**GIVEN PROBLEM:** Transcribe every line of the records below without changing anything, and leave the pictures out of your copy.

**EXTRACTED DATA:**
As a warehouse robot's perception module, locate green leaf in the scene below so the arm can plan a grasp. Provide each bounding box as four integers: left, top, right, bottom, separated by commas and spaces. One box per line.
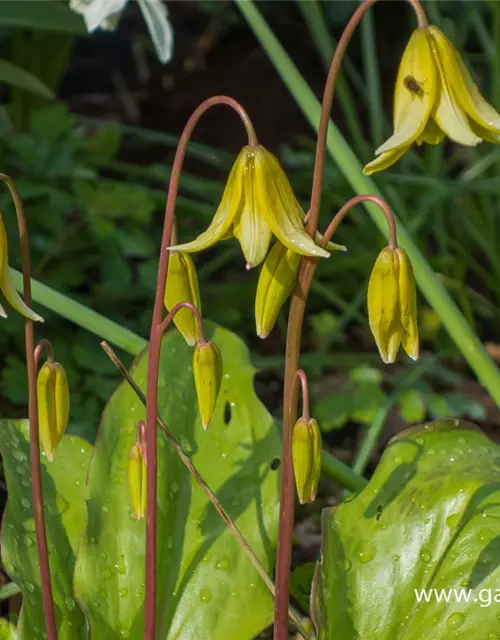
0, 618, 17, 640
313, 420, 500, 640
0, 420, 92, 640
75, 327, 280, 640
0, 59, 55, 100
0, 0, 86, 34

**COMPLETE ANSWER:**
As a warehouse robot's perception module, locate green leaf in the scene below so the arm can plan a grasp. Provide each bounding box as four integers: left, top, right, bottom, separated by commas and spaces. One box per line.
0, 618, 17, 640
313, 420, 500, 640
0, 420, 92, 640
75, 327, 280, 640
0, 59, 55, 100
0, 0, 86, 34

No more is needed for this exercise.